[[ Supplied passage open ]]
The views and opinions expressed are not necessarily those of the broker/dealer; or any affiliates. Nothing discussed or suggested should be construed as permission to supersede or circumvent any broker/dealer policies, procedures, rules, and guidelines.

Equity duration is the cash-flow weighted average time at which investors can expect to receive the cash flows from their investment in a company’s stock. Long-duration stocks include fast-growing technology companies, including those that may not pay any dividends in their early years, while short-duration stocks tend to be more mature companies with higher ratios to dividend to price.

The federal funds rate, known as the fed funds rate, is the target interest rate set by the Federal Open Market Committee of the U.S. Federal Reserve. The target is the Fed’s suggested rate for commercial banks to borrow and lend their excess reserves to each other overnight.

Basis points (bps) are measurements used in discussions of interest rates and other percentages in finance. One basis point is equal to 1/100th of 1%, or 0.01%.

The terminal rate is the rate at which the U.S. Federal Reserve stops raising the federal funds rate in an attempt to bring down inflation.

Growth investing is a stock-buying strategy that focuses on companies expected to grow at an above-average rate compared to their industry or the market.

A short squeeze refers to what happens when the price of an asset rises sharply and forces short-sellers who had bet that its price would fall to buy it instead in order to avoid incurring even greater losses. In turn, those purchases put more upward pressure on the asset price.

Technicals refers to technical indicators of historic market data, including price and volume statistics, to which analysts apply a wide variety of mathematical formulas in their study of larger market patterns.

Defensive stocks provide consistent dividends and stable earnings regardless of whether the overall stock market is rising or falling. Companies with shares considered to be defensive tend to have a constant demand for their products or services and thus their operations are more stable during different phases of the business cycle.

A yield curve is a line that plots yields (interest rates) of bonds having equal credit quality but differing maturity dates. The slope of the yield curve gives an idea of future interest rate changes and economic activity. Investors and market analysts watch certain yield curves for signs of inversion, when yields for longer-term debt instruments fall below yields on short-term debt with the same credit quality. Inversions are watched as potential signs of a weakening economy and in certain cases, a harbinger of recessions.

The Producer Price Index (PPI), published monthly by the U.S. Bureau of Labor Statistics, measures the average change over time in the selling prices received by domestic producers for their output.

Factor investing is an approach to investing that selects securities based on characteristics associated with higher returns. These characteristics, or factors, can be macroeconomic factors or style factors. Macroeconomic factors are focused on broad risks across asset classes and include the rate of inflation: growth in gross domestic product; and the unemployment rate. Style factors include differences in growth versus value stocks; market capitalization, and industry sector. Factor performance refers to a focus on performance of securities within a particular factor or between groups of different kinds of factors.
[[ Supplied passage closed ]]
[[ Extracted records open ]]
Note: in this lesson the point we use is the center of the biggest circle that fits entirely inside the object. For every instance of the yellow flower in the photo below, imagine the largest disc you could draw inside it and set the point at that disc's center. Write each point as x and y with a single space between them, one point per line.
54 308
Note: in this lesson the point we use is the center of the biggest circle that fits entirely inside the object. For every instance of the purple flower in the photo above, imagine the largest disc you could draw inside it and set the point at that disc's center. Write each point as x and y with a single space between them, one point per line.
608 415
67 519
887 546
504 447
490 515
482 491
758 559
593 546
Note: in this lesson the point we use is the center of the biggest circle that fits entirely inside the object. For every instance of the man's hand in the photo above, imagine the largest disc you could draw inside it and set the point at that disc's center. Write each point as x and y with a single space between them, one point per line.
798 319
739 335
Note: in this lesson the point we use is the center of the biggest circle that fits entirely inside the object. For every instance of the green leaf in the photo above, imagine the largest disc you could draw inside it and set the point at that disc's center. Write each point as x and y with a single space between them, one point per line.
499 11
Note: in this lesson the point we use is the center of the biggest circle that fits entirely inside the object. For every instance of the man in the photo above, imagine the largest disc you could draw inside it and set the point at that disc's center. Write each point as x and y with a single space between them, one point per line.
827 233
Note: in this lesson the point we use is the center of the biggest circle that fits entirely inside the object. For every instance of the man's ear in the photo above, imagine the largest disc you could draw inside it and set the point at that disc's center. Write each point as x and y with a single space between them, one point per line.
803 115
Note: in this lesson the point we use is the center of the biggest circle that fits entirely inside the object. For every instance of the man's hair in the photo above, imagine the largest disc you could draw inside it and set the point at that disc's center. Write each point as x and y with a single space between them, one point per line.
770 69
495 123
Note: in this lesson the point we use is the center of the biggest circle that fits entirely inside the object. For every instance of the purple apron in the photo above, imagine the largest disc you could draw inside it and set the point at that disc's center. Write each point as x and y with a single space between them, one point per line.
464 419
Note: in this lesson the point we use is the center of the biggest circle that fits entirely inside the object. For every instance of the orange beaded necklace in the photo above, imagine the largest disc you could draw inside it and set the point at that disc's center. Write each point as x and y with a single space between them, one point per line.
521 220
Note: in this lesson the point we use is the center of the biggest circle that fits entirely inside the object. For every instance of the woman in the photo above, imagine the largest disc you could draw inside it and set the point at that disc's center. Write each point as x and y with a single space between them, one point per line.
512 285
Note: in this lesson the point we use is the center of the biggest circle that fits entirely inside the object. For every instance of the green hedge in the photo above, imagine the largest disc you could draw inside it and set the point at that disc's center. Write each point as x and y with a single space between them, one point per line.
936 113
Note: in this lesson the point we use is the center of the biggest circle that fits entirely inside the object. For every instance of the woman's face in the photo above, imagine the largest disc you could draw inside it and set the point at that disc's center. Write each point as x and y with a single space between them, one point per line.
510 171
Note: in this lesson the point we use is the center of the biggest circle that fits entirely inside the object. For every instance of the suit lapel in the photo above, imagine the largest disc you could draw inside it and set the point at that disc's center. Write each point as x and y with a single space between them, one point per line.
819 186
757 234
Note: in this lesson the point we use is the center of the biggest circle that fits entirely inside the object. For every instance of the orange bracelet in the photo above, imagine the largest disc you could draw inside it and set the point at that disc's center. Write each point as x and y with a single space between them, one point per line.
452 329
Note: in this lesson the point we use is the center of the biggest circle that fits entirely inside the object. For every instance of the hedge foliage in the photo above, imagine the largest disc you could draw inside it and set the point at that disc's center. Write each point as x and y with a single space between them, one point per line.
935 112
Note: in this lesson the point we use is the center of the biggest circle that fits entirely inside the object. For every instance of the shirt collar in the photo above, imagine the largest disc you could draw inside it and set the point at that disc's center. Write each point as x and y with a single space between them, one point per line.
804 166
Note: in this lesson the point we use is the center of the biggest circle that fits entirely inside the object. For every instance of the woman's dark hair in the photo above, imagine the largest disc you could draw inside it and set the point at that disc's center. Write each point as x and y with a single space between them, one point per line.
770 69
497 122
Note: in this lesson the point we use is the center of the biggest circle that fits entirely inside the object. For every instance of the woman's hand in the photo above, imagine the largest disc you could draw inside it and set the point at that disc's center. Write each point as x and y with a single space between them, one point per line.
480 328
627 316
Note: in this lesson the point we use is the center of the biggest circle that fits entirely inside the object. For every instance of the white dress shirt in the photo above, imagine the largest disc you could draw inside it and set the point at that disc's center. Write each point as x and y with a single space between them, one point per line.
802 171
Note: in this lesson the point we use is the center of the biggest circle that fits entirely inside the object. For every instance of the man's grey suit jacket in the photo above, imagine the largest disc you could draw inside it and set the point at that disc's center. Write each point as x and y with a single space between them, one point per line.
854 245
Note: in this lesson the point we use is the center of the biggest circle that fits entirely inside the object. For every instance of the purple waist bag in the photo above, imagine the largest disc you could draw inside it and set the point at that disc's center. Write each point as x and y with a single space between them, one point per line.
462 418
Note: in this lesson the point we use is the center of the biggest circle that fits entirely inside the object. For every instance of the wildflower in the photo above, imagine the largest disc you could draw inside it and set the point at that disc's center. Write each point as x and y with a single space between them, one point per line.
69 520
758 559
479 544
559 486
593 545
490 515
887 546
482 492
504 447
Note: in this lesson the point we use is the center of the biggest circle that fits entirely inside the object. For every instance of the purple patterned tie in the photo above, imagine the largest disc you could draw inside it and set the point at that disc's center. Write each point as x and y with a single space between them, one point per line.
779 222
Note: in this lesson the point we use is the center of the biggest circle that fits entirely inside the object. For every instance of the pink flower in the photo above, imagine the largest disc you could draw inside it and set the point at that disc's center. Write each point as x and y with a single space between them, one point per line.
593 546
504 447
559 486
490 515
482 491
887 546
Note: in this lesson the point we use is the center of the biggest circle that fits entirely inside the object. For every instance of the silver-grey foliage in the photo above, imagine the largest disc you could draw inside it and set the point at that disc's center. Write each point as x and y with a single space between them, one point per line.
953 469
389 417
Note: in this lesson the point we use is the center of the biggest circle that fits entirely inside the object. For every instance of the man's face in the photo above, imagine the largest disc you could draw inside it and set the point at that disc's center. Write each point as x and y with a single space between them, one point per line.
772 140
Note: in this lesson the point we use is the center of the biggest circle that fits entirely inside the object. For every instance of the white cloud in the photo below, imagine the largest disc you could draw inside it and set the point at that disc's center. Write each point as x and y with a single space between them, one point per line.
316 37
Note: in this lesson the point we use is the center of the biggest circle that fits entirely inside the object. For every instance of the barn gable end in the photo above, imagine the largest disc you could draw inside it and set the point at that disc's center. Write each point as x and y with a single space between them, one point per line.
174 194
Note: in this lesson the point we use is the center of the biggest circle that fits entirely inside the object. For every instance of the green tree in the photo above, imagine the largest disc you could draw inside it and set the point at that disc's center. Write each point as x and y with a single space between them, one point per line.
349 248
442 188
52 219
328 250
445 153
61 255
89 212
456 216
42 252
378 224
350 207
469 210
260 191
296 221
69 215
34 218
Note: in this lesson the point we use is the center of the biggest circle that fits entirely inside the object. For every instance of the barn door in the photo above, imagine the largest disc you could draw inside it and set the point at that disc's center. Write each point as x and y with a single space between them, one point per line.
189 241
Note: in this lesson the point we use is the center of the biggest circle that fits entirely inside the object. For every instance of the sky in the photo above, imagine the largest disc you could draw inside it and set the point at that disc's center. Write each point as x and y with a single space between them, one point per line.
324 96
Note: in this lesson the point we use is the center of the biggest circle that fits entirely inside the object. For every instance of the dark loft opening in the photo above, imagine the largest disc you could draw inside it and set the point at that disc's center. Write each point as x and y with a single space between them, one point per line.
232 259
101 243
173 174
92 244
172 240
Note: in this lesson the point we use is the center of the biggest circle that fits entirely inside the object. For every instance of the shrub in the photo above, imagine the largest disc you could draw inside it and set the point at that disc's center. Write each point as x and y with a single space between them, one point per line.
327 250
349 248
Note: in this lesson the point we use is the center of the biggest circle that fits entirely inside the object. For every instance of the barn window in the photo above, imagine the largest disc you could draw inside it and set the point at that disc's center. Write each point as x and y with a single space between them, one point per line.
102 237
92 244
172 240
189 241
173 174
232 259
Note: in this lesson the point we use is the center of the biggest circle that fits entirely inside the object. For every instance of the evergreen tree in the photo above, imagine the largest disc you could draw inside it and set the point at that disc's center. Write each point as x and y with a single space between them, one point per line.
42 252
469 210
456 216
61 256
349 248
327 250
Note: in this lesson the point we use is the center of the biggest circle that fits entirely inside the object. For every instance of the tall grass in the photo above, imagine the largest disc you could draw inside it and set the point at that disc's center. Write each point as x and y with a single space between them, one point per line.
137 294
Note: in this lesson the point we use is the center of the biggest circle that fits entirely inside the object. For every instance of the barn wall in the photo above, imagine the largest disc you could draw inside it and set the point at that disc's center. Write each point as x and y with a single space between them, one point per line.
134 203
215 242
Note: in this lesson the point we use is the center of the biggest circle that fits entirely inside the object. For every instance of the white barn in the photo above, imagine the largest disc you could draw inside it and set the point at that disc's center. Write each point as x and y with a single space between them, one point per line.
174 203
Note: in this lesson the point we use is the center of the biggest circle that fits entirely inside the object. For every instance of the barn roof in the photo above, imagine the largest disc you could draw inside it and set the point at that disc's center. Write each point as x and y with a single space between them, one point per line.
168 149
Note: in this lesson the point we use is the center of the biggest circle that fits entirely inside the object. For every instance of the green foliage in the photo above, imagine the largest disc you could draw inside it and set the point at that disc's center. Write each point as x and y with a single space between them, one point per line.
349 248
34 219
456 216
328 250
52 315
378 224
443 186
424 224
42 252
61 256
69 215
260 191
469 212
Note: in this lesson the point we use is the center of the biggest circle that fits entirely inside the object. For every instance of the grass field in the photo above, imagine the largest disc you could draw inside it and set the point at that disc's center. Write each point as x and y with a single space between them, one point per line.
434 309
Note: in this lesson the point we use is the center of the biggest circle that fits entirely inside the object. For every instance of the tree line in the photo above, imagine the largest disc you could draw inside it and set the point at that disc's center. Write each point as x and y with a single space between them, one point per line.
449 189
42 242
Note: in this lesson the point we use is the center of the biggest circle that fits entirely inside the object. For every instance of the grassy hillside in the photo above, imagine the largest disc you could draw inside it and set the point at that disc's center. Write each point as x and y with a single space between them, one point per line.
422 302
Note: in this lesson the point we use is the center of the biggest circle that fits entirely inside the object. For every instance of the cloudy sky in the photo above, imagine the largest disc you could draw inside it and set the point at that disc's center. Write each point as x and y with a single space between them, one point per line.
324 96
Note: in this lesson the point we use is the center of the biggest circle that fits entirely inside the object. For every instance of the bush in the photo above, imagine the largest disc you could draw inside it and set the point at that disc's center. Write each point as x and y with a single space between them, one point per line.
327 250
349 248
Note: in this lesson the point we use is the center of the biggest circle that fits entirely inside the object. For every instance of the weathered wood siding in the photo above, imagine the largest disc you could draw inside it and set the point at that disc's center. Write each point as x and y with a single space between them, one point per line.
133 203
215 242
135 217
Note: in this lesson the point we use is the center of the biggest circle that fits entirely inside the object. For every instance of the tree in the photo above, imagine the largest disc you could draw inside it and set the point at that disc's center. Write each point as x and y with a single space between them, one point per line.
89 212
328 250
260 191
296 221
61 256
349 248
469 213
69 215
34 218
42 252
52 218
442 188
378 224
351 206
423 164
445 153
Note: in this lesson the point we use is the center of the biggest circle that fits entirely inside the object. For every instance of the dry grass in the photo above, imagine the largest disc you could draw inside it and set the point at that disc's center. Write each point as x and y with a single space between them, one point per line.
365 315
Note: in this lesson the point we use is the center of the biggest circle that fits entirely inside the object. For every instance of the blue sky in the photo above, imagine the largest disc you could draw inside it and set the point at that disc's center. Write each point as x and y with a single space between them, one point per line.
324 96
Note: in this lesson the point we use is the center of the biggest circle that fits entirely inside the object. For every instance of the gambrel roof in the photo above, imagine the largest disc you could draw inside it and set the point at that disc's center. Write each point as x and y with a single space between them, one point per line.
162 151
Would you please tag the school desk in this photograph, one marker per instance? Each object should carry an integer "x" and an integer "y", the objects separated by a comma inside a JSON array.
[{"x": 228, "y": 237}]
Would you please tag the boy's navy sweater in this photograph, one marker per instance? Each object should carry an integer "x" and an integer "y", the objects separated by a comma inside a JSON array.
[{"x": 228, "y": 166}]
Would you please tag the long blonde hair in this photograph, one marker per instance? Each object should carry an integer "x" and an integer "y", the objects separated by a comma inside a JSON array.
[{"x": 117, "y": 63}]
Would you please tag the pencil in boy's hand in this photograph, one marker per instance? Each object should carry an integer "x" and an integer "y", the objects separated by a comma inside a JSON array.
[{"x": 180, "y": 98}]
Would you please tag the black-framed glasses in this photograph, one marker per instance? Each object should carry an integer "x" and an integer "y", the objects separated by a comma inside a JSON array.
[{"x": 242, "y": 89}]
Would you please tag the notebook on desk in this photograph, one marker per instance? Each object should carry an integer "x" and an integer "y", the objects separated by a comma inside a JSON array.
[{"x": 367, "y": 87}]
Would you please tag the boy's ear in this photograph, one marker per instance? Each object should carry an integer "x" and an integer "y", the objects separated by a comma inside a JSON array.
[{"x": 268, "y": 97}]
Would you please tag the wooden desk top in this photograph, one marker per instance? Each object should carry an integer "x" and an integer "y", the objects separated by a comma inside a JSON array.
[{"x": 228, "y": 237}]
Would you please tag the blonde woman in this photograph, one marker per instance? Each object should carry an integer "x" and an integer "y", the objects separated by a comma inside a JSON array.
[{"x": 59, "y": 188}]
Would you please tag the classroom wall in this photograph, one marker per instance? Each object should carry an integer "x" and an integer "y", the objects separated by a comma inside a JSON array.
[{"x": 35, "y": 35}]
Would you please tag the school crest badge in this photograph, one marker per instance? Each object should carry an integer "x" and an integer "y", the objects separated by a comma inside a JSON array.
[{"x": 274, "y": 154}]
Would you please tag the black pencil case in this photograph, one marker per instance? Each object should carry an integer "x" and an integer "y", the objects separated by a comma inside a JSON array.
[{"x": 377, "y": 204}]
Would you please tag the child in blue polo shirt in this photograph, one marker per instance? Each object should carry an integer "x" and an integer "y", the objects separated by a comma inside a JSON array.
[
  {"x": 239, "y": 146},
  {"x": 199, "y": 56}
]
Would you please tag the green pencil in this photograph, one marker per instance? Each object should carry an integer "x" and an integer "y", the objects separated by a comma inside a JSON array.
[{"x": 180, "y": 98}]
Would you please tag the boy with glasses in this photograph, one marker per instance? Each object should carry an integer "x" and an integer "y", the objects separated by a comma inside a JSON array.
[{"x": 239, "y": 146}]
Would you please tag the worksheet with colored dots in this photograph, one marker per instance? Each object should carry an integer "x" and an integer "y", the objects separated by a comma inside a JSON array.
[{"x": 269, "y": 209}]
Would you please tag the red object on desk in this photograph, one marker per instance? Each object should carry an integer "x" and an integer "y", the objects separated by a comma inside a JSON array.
[[ Extracted records closed ]]
*Task instructions*.
1: Reproduce the stretch of the financial glossary from "Equity duration is" through "each other overnight.", substituting "depository institutions" for "commercial banks".
2: Pick up the financial glossary after its final entry and add further definitions in the same style.

*Written responses*.
1:
Equity duration is the cash-flow weighted average time at which investors can expect to receive the cash flows from their investment in a company’s stock. Long-duration stocks include fast-growing technology companies, including those that may not pay any dividends in their early years, while short-duration stocks tend to be more mature companies with higher ratios to dividend to price.

The federal funds rate, known as the fed funds rate, is the target interest rate set by the Federal Open Market Committee of the U.S. Federal Reserve. The target is the Fed’s suggested rate for depository institutions to borrow and lend their excess reserves to each other overnight.

2:
Volatility investing is a strategy that seeks to take advantage of sudden changes in the price of assets in markets where prices are changing rapidly, erratically, or by large degrees when compared with their historical averages. Investments in securities with volatile prices can carry both high potential rewards and high risk.

Short interest is the number of shares that have been sold short and remain outstanding. Short is a term used to describe a strategy in which investors anticipate that prices of securities will fall in the short term, so, typically, they sell securities with plans to repurchase them later at a lower price. Short interest often is seen as an indicator of current market sentiment. Rising short interest signals that investors have become more bearish. Falling short interest signals that they have become more bullish.

Value investing is an investment strategy that involves picking stocks that appear to be trading for less than their intrinsic or book value.

Profit factor investing considers the gross profit of an investment divided by the gross loss (including commissions) for the entire trading period. This method is used to assess the amount of profit per unit of risk, with values greater than one indicating a profitable system.

Growth at a reasonable price (GARP) is a stock investment strategy that seeks to combine tenets of both growth and value investing in the evaluation and selection of individual stocks. GARP investors look for companies with consistent earnings growth above broad market levels but try to avoid companies with very high valuations. By trying to avoid the extremes of either growth or value investing, GARP investors often end up focusing on growth-oriented stocks with relatively low price-to-earnings multiples in normal market conditions.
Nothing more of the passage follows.